[BEGIN RECORDS FOR THE TASK]

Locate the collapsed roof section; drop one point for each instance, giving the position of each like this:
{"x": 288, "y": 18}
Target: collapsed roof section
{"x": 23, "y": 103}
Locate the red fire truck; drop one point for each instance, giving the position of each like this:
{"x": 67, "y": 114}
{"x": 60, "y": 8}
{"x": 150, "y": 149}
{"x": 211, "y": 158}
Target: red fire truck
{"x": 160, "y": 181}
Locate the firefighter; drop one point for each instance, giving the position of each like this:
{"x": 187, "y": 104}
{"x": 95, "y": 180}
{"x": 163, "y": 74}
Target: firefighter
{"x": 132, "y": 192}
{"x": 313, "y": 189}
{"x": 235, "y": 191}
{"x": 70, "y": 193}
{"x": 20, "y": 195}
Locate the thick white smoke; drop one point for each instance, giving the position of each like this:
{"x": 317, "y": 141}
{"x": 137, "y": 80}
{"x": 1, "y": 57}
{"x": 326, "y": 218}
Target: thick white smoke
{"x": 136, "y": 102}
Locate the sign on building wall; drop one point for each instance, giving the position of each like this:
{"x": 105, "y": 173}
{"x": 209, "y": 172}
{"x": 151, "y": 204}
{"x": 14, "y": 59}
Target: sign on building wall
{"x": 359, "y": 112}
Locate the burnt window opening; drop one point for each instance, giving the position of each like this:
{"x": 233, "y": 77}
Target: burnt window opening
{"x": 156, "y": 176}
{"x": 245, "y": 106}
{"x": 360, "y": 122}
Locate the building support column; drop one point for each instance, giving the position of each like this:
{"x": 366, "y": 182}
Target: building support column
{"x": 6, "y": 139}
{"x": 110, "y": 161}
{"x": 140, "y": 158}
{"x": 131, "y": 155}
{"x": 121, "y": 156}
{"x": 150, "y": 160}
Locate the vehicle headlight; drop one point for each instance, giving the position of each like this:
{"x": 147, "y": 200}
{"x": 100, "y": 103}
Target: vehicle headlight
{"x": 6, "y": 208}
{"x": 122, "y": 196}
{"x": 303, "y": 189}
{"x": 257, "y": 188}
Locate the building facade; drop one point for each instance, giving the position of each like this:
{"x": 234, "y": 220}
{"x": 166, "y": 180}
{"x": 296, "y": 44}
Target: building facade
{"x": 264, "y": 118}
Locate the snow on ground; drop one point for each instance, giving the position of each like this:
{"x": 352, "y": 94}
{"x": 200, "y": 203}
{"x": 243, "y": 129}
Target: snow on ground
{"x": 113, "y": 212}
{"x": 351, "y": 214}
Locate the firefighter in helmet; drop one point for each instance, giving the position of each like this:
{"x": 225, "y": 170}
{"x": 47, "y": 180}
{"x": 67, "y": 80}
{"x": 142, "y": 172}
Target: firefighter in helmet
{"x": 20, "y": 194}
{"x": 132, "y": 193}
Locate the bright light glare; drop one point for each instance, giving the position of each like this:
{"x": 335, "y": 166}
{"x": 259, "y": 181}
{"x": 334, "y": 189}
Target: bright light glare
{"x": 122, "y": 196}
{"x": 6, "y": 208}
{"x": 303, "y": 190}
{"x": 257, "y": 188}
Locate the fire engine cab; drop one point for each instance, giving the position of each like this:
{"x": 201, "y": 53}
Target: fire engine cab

[END RECORDS FOR THE TASK]

> _SHORT EXERCISE_
The listing above must be transcribed exactly, line by line.

> _COMPLETE RESPONSE_
Locate the collapsed roof section; drop one point for each instance, giving the position of each like this:
{"x": 288, "y": 18}
Target: collapsed roof section
{"x": 23, "y": 103}
Locate the red fire truck; drop one point for each instance, giving the position of each like this:
{"x": 67, "y": 114}
{"x": 60, "y": 8}
{"x": 150, "y": 149}
{"x": 211, "y": 158}
Target: red fire truck
{"x": 160, "y": 181}
Locate the firefighter; drop one point for each instance, giving the position of each like this:
{"x": 187, "y": 104}
{"x": 95, "y": 180}
{"x": 163, "y": 74}
Target: firefighter
{"x": 132, "y": 192}
{"x": 313, "y": 189}
{"x": 235, "y": 191}
{"x": 70, "y": 193}
{"x": 20, "y": 195}
Locate the thick white smoke; drop one point for each instance, giving the position of each like this:
{"x": 317, "y": 141}
{"x": 137, "y": 80}
{"x": 1, "y": 57}
{"x": 326, "y": 218}
Target: thick white smoke
{"x": 136, "y": 102}
Locate the sign on building wall; drop one point for each instance, giving the position of each like this:
{"x": 105, "y": 173}
{"x": 209, "y": 172}
{"x": 151, "y": 204}
{"x": 14, "y": 59}
Target: sign on building wall
{"x": 359, "y": 112}
Locate the burnt window opening; drop one point for each instance, giving the position of each like this:
{"x": 233, "y": 77}
Target: burnt window opening
{"x": 156, "y": 176}
{"x": 245, "y": 106}
{"x": 360, "y": 122}
Locate the building support column; drop one point for each instance, giving the position of each like this:
{"x": 366, "y": 182}
Target: building support column
{"x": 6, "y": 139}
{"x": 110, "y": 161}
{"x": 140, "y": 158}
{"x": 131, "y": 155}
{"x": 121, "y": 156}
{"x": 150, "y": 160}
Locate the vehicle headlight; drop one point for each instance, giving the position of each like this:
{"x": 147, "y": 200}
{"x": 100, "y": 103}
Target: vehicle headlight
{"x": 6, "y": 208}
{"x": 122, "y": 196}
{"x": 303, "y": 189}
{"x": 257, "y": 188}
Locate the building facade; drop one point for each instance, giving the position of each like this:
{"x": 234, "y": 220}
{"x": 166, "y": 180}
{"x": 296, "y": 44}
Target: building facade
{"x": 264, "y": 118}
Locate the snow on ground; drop one point for each instance, giving the position of each like this:
{"x": 352, "y": 94}
{"x": 200, "y": 203}
{"x": 243, "y": 129}
Target: snow on ground
{"x": 113, "y": 212}
{"x": 351, "y": 214}
Locate the firefighter in helmet; drop one point for each instance, giving the position of each like this:
{"x": 225, "y": 170}
{"x": 47, "y": 180}
{"x": 67, "y": 80}
{"x": 142, "y": 172}
Target: firefighter in helmet
{"x": 20, "y": 194}
{"x": 132, "y": 193}
Locate the bright light glare; drop one point for each instance, giving the position of each like this:
{"x": 335, "y": 166}
{"x": 259, "y": 181}
{"x": 334, "y": 189}
Target: bright light glare
{"x": 122, "y": 196}
{"x": 6, "y": 208}
{"x": 303, "y": 190}
{"x": 257, "y": 188}
Locate the fire engine cab; drop one point for each instance, giving the position of each like this:
{"x": 201, "y": 53}
Target: fire engine cab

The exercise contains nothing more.